======== Records for the exercise ========

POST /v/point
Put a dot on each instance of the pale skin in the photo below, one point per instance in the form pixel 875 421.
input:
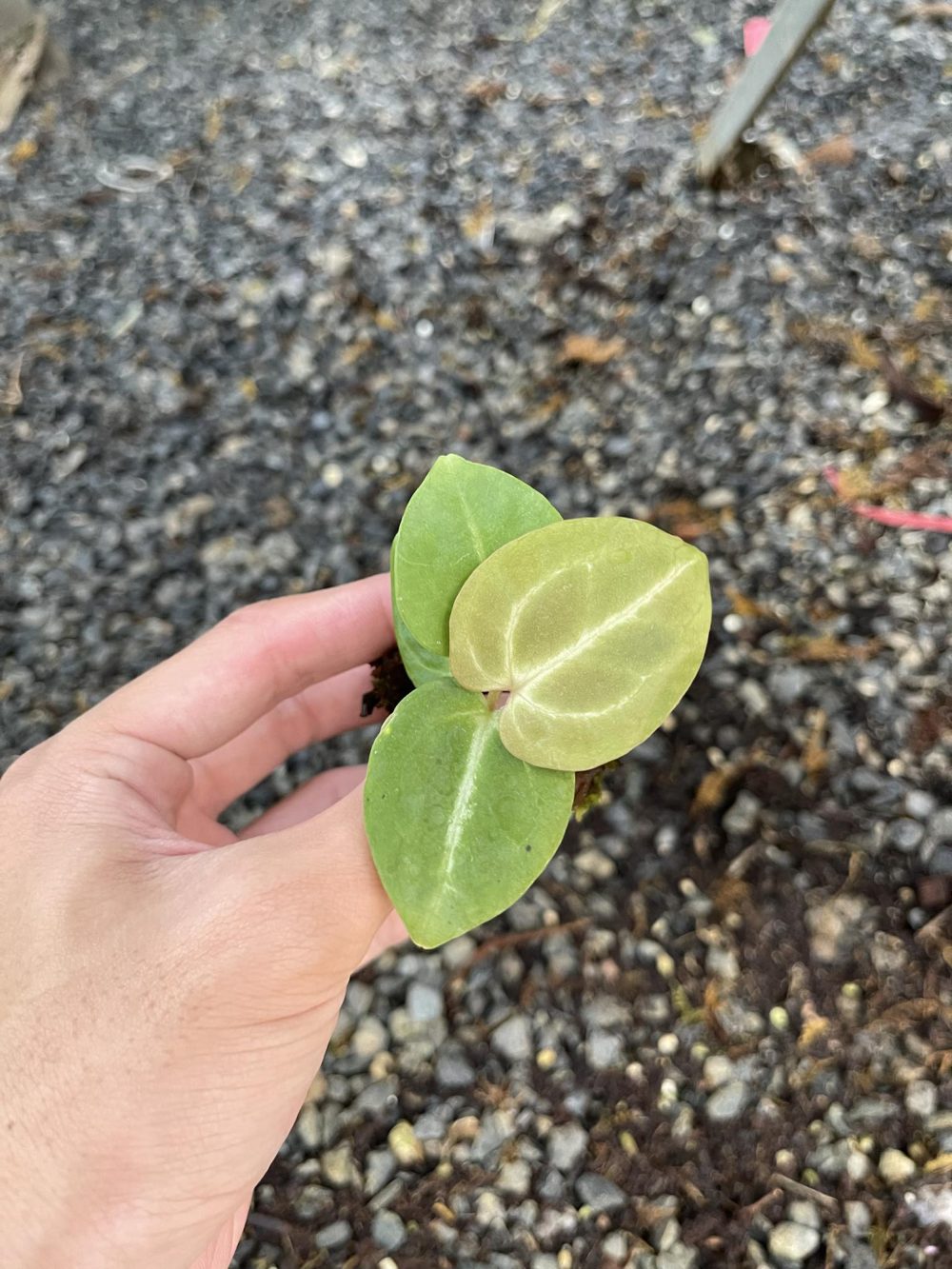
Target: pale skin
pixel 168 989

========

Write out, exactly as they stand, the line with "Put a dot on" and every line after it through the end of the entries above; omit the pictures.

Task output.
Put a dot on each instance of the pale skin in the photo below, one point per instance in the form pixel 875 421.
input:
Target: pale skin
pixel 168 989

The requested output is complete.